* **Problem details**: Go through the entries below and retype them exactly, omitting each picture.

Location identification entries:
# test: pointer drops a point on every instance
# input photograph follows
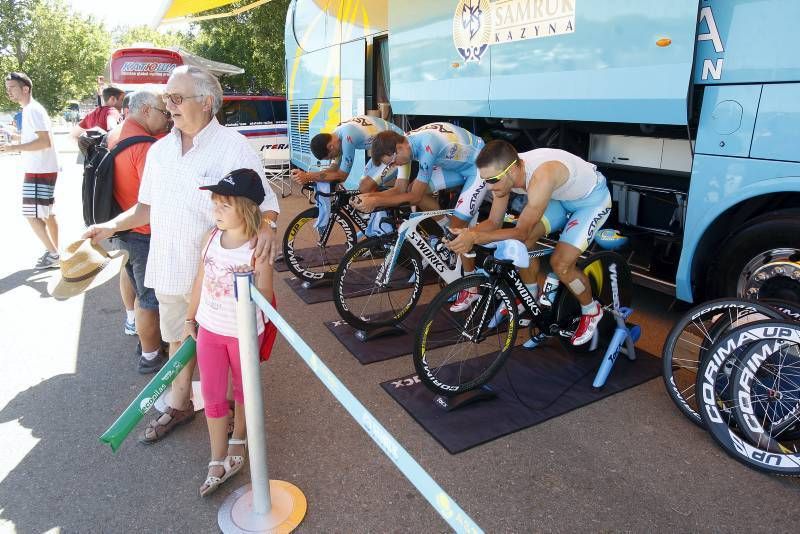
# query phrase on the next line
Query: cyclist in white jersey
(340, 147)
(564, 193)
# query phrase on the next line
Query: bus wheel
(762, 260)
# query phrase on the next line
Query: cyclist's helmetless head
(391, 149)
(326, 146)
(500, 167)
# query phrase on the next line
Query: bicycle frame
(408, 232)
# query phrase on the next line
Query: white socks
(150, 356)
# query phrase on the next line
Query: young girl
(212, 316)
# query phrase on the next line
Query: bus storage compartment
(656, 209)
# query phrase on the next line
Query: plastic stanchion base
(383, 331)
(237, 515)
(455, 402)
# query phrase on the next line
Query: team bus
(262, 119)
(690, 108)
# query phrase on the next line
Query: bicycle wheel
(455, 352)
(692, 337)
(767, 393)
(361, 300)
(737, 350)
(600, 268)
(305, 257)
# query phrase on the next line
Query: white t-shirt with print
(35, 119)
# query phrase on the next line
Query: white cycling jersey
(583, 176)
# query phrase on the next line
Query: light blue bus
(690, 108)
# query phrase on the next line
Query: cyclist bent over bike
(565, 193)
(340, 147)
(446, 156)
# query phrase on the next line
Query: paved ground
(629, 463)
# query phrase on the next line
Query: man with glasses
(564, 193)
(198, 151)
(40, 165)
(147, 117)
(446, 154)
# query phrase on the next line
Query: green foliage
(252, 40)
(126, 36)
(61, 52)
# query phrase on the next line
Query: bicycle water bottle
(549, 290)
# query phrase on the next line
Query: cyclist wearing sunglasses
(340, 147)
(564, 193)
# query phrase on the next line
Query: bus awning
(187, 10)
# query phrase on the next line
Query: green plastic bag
(117, 432)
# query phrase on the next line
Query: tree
(127, 36)
(61, 52)
(252, 40)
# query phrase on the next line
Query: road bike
(455, 352)
(313, 254)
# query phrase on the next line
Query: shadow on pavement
(69, 479)
(34, 278)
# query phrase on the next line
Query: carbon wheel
(737, 354)
(359, 297)
(693, 336)
(453, 353)
(309, 259)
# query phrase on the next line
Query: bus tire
(761, 260)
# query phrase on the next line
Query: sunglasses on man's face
(177, 99)
(497, 177)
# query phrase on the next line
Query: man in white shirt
(40, 165)
(199, 151)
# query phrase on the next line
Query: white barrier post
(263, 505)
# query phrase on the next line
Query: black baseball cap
(240, 183)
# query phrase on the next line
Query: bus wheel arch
(759, 259)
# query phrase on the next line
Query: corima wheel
(309, 259)
(455, 352)
(721, 365)
(361, 295)
(693, 336)
(767, 395)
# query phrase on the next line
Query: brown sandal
(159, 430)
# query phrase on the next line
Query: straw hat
(84, 266)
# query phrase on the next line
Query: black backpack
(99, 205)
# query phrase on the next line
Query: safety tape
(441, 501)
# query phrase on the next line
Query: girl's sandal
(212, 483)
(234, 462)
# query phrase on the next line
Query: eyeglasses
(389, 166)
(496, 178)
(177, 99)
(164, 112)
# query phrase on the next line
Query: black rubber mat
(381, 348)
(531, 388)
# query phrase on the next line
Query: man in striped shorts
(40, 165)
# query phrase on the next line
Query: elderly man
(40, 166)
(147, 121)
(198, 151)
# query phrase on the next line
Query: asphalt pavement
(628, 463)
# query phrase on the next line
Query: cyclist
(438, 146)
(565, 193)
(340, 147)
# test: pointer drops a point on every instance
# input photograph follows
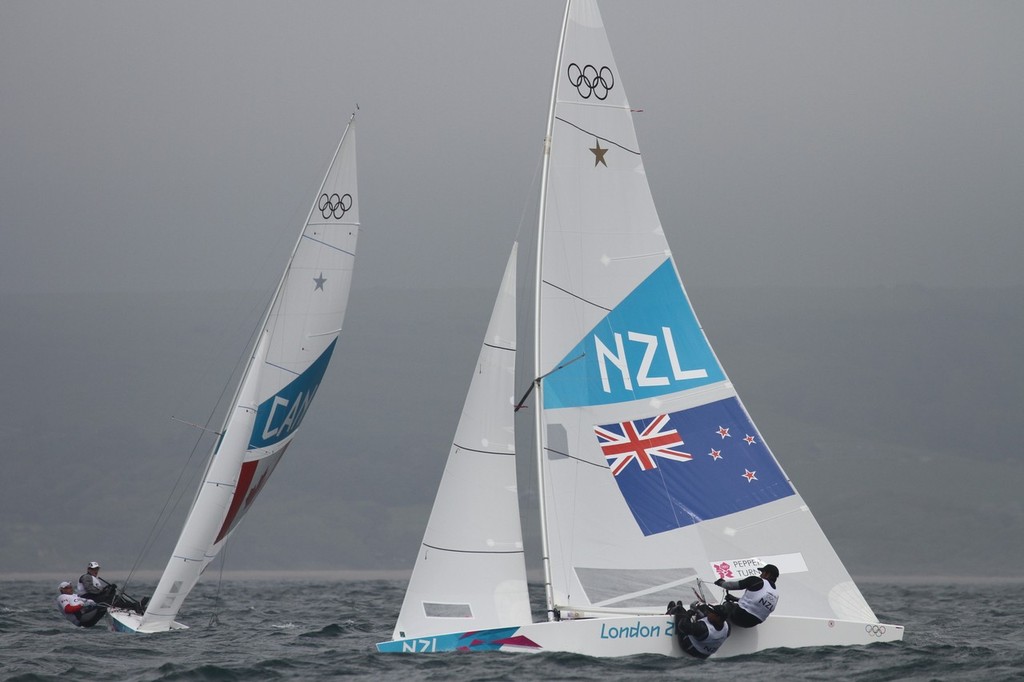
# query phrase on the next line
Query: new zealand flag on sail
(685, 467)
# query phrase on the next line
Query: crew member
(757, 602)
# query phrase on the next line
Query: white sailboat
(651, 476)
(291, 353)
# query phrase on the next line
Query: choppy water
(316, 630)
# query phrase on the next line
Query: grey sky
(171, 150)
(163, 145)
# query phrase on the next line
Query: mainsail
(288, 361)
(469, 571)
(644, 443)
(652, 479)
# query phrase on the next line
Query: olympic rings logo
(334, 206)
(591, 81)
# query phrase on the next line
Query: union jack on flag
(640, 442)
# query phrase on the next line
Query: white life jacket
(761, 603)
(70, 600)
(714, 640)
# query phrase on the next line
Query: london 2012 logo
(334, 206)
(591, 81)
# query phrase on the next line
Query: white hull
(123, 621)
(625, 636)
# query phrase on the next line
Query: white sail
(291, 354)
(632, 454)
(470, 572)
(652, 478)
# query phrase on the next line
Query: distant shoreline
(392, 574)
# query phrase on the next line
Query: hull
(625, 636)
(130, 622)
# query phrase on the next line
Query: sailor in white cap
(83, 612)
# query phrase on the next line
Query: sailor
(701, 630)
(757, 602)
(83, 612)
(91, 586)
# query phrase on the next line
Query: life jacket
(760, 603)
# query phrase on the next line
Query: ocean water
(326, 630)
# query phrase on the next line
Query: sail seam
(448, 549)
(483, 452)
(609, 141)
(577, 296)
(283, 369)
(570, 457)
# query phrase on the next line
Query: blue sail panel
(280, 415)
(649, 345)
(681, 468)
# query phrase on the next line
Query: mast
(538, 371)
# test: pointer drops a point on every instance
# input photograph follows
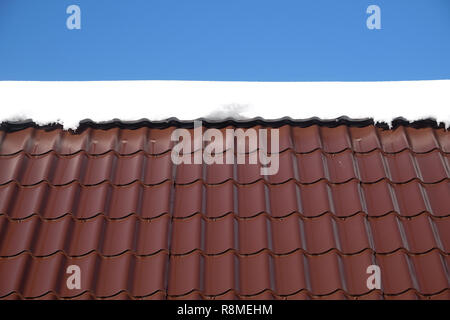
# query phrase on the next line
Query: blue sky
(232, 40)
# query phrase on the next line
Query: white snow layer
(70, 102)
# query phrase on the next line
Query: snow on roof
(70, 102)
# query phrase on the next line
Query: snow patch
(70, 102)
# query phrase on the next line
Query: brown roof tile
(111, 202)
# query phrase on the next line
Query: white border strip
(70, 102)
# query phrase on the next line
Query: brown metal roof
(111, 202)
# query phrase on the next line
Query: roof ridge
(212, 123)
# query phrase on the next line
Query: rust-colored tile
(10, 167)
(159, 140)
(286, 169)
(443, 136)
(29, 200)
(190, 172)
(184, 274)
(364, 139)
(422, 140)
(335, 139)
(85, 236)
(17, 236)
(6, 195)
(102, 141)
(419, 234)
(219, 274)
(306, 139)
(37, 169)
(92, 201)
(370, 166)
(319, 234)
(408, 295)
(254, 273)
(315, 199)
(248, 172)
(14, 142)
(346, 198)
(43, 141)
(42, 275)
(186, 235)
(395, 274)
(98, 169)
(286, 234)
(324, 273)
(219, 199)
(119, 236)
(148, 275)
(353, 234)
(219, 173)
(439, 198)
(431, 166)
(355, 267)
(285, 141)
(220, 234)
(410, 198)
(158, 169)
(113, 274)
(123, 200)
(442, 226)
(253, 235)
(156, 200)
(132, 141)
(289, 273)
(393, 141)
(300, 234)
(51, 236)
(68, 169)
(61, 200)
(341, 167)
(129, 169)
(378, 198)
(430, 272)
(311, 167)
(71, 143)
(284, 199)
(251, 199)
(87, 265)
(401, 166)
(188, 200)
(152, 236)
(386, 233)
(11, 274)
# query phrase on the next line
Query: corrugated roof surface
(112, 202)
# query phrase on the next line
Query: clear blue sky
(245, 40)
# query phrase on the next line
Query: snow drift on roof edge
(68, 103)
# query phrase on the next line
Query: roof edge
(11, 126)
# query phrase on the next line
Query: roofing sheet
(112, 202)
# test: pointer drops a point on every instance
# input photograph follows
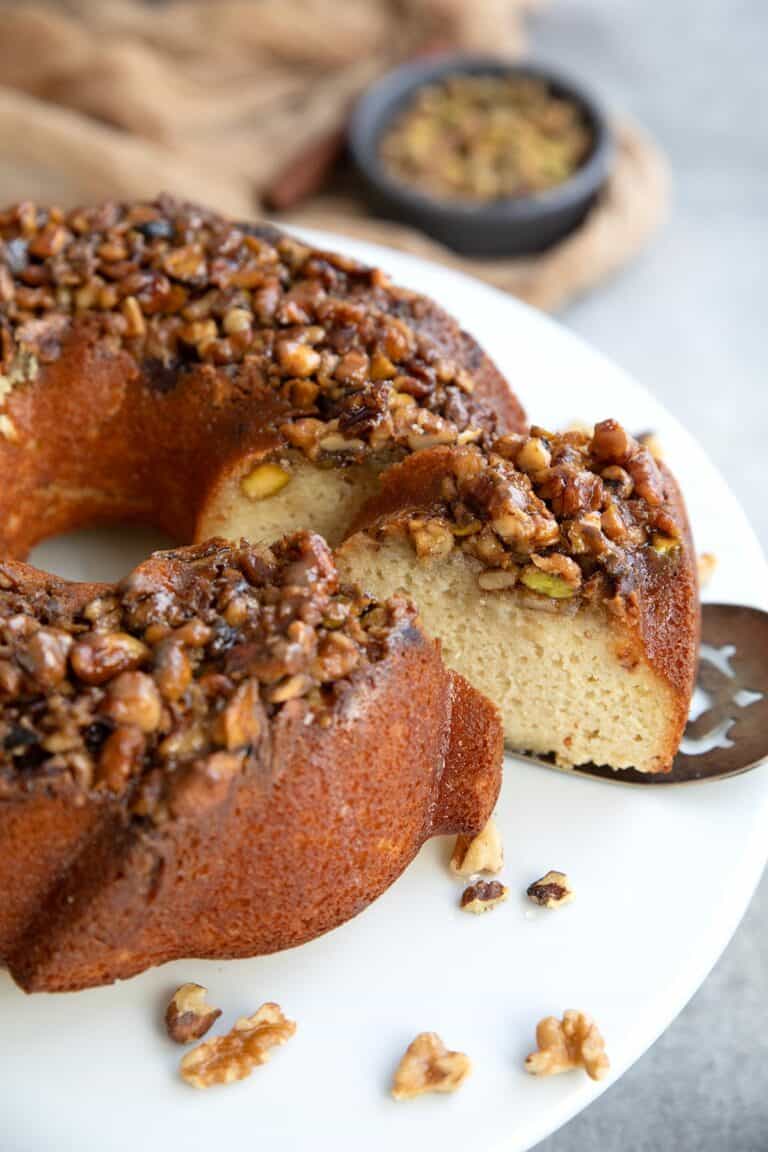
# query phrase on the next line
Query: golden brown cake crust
(199, 793)
(146, 347)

* **Task answer**:
# test: pointer drops a point on every instance
# input photograph follows
# query phrase on the next line
Query: cyclist in white jersey
(340, 147)
(564, 193)
# query phrase on the next line
Query: bus wheel
(762, 260)
# query phrase on the next line
Query: cyclist's helmetless head
(391, 149)
(326, 146)
(500, 167)
# query phrase on the next line
Query: bicycle frame
(408, 232)
# query phrase on the next line
Query: white socks
(150, 356)
# query phrase on the next line
Query: young girl
(212, 316)
# query phrase on the next line
Query: bus storage compartment
(656, 209)
# query phrase on the next line
Query: plastic stanchion base
(383, 331)
(237, 515)
(455, 402)
# query phrase on the next line
Query: team bus
(262, 119)
(690, 108)
# query phrase on the next line
Query: bicycle wheel
(455, 352)
(692, 337)
(767, 393)
(361, 300)
(737, 350)
(600, 268)
(305, 257)
# query phrase on the next line
Query: white t-shirt with print
(35, 119)
# query phrase on the next line
Query: white cycling jersey
(583, 176)
# query phrase on the next line
Query: light blue bus
(690, 108)
# query phrase on the next line
Query: cyclist bent over bike
(565, 193)
(340, 147)
(446, 156)
# query phrase on the next line
Query: paved ground
(629, 463)
# query phrase on the next line
Query: man with glasses
(564, 193)
(198, 151)
(40, 165)
(147, 117)
(446, 154)
# query phrase on the next line
Query: green foliage
(252, 40)
(126, 36)
(61, 52)
# query phrase on the next line
Query: bicycle water bottle
(549, 290)
# query phrase on the next line
Query: cyclist wearing sunglasses
(340, 147)
(564, 193)
# query phrase on the next line
Query: bus awning
(187, 10)
# query phrase on the next line
Query: green plastic bag
(117, 432)
# query phrase on the next line
Query: tree
(127, 36)
(61, 52)
(252, 40)
# query phrase on the next line
Query: road bike
(455, 352)
(313, 254)
# query phrase on the next line
Query: shadow on pavement
(69, 479)
(34, 278)
# query phrase on the next line
Query: carbon wheel
(737, 354)
(359, 297)
(693, 336)
(453, 353)
(309, 259)
# query phrase on the next line
Query: bus tire
(761, 260)
# query phrase on the next line
Query: sunglasses on man's face
(177, 99)
(497, 177)
# query phrase on the next line
Query: man in white shirt
(40, 165)
(199, 151)
# query phrase on the next line
Query: white barrier post
(263, 505)
# query phrase on the next line
Query: black baseball cap
(240, 183)
# query phrase on the next line
Query: bus wheel arch
(759, 259)
# query phrase on the next line
Query: corima wheel
(309, 259)
(455, 352)
(721, 365)
(361, 295)
(693, 336)
(767, 395)
# query phrase on the next line
Query: brown sandal
(159, 430)
# query phrase on the next line
Query: straw hat
(84, 266)
# query phrase on the next line
Query: black backpack
(99, 205)
# query phrase on the next line
Query: safety tape
(441, 501)
# query phrase on the next line
Query: girl's sandal
(212, 483)
(234, 462)
# query phrase on the next line
Query: eyeglasses
(389, 166)
(496, 178)
(177, 99)
(164, 112)
# query phrase on the next line
Query: black rubber mat
(381, 348)
(531, 388)
# query phrase on the next line
Query: man in striped shorts
(40, 165)
# query phrase on the next line
Query: elderly man
(40, 166)
(147, 121)
(198, 151)
# query phrase on the next line
Query: asphalt pavement
(628, 463)
# query phrase on the next line
Query: cyclist
(438, 146)
(565, 193)
(340, 147)
# test: pointer drops a point on every instance
# input photograph follows
# query phrase on the next line
Query: new zealand flag on sail
(685, 467)
# query phrase on the next line
Query: crew member
(757, 602)
# query phrase on the next line
Query: white sailboat
(651, 476)
(291, 353)
# query phrase on the next line
Query: choppy water
(316, 630)
# query phrase on the next line
Query: grey sky
(171, 150)
(163, 145)
# query phrase on the next line
Query: mainsail
(288, 361)
(469, 571)
(644, 443)
(652, 479)
# query phrase on the next line
Query: olympic rings logo
(334, 206)
(591, 81)
# query phrase on the next line
Query: union jack on flag
(640, 442)
# query phrase on the next line
Query: white life jacket
(761, 603)
(70, 600)
(714, 640)
# query phrase on the next line
Query: london 2012 logo
(334, 206)
(591, 81)
# query phrase on the next line
Query: white hull
(123, 621)
(625, 636)
# query phrase on the next line
Query: white sail
(291, 354)
(632, 454)
(470, 572)
(652, 478)
# query phrase on the next line
Query: distant shoreline
(392, 574)
# query phrase on the next line
Query: hull
(625, 636)
(130, 622)
# query phrase on the next line
Query: sailor in white cap
(83, 612)
# query phrase on the next line
Query: sailor
(701, 630)
(757, 602)
(83, 612)
(91, 586)
# query phrase on the next line
Query: life jacket
(760, 603)
# query phrase on the next line
Query: ocean water
(326, 630)
# query phrase on the next line
Query: sail seam
(448, 549)
(483, 452)
(609, 141)
(577, 296)
(283, 369)
(570, 457)
# query phrase on the next line
Query: blue sail panel
(280, 415)
(649, 345)
(681, 468)
# query phrase on the next line
Query: mast
(538, 371)
# test: pointer drops a point on every instance
# input photograph follows
# query phrase on the next line
Query: blue sky
(232, 40)
# query phrase on the next line
Query: white snow layer
(70, 102)
# query phrase on the next line
Query: snow on roof
(70, 102)
# query phrase on the next line
Query: snow patch
(70, 102)
# query phrase on the next line
Query: brown roof tile
(111, 202)
# query phrase on the next line
Query: white border strip
(70, 102)
# query phrase on the next line
Query: brown metal roof
(111, 202)
# query phrase on the next line
Query: roof ridge
(212, 123)
# query phrase on the next line
Query: rust-colored tile
(10, 167)
(159, 140)
(286, 169)
(443, 136)
(29, 200)
(190, 172)
(184, 274)
(364, 139)
(422, 140)
(335, 139)
(85, 236)
(17, 236)
(6, 195)
(102, 141)
(419, 234)
(219, 274)
(306, 139)
(37, 169)
(92, 201)
(370, 166)
(319, 234)
(408, 295)
(254, 273)
(315, 199)
(248, 172)
(14, 142)
(346, 198)
(43, 141)
(42, 275)
(186, 235)
(395, 274)
(98, 169)
(286, 234)
(324, 273)
(219, 199)
(119, 236)
(148, 275)
(353, 234)
(219, 173)
(439, 198)
(431, 166)
(355, 267)
(285, 141)
(220, 234)
(410, 198)
(158, 169)
(113, 274)
(123, 200)
(442, 226)
(253, 235)
(156, 200)
(132, 141)
(289, 273)
(393, 141)
(300, 234)
(51, 236)
(68, 169)
(61, 200)
(341, 167)
(129, 169)
(378, 198)
(430, 272)
(311, 167)
(71, 143)
(284, 199)
(251, 199)
(87, 265)
(401, 166)
(188, 200)
(152, 236)
(386, 233)
(11, 274)
# query phrase on the next line
Query: corrugated roof surface
(112, 202)
# query phrase on the next line
Query: clear blue sky
(245, 40)
# query phrase on the next line
Query: snow drift on roof edge
(68, 103)
# query phrase on the next line
Query: roof edge
(11, 126)
# query phrase on the next line
Query: roofing sheet
(112, 202)
# test: pointer drops a point on every instance
# input photograph follows
# query phrase on the next line
Query: golden brown cake crust
(199, 793)
(146, 347)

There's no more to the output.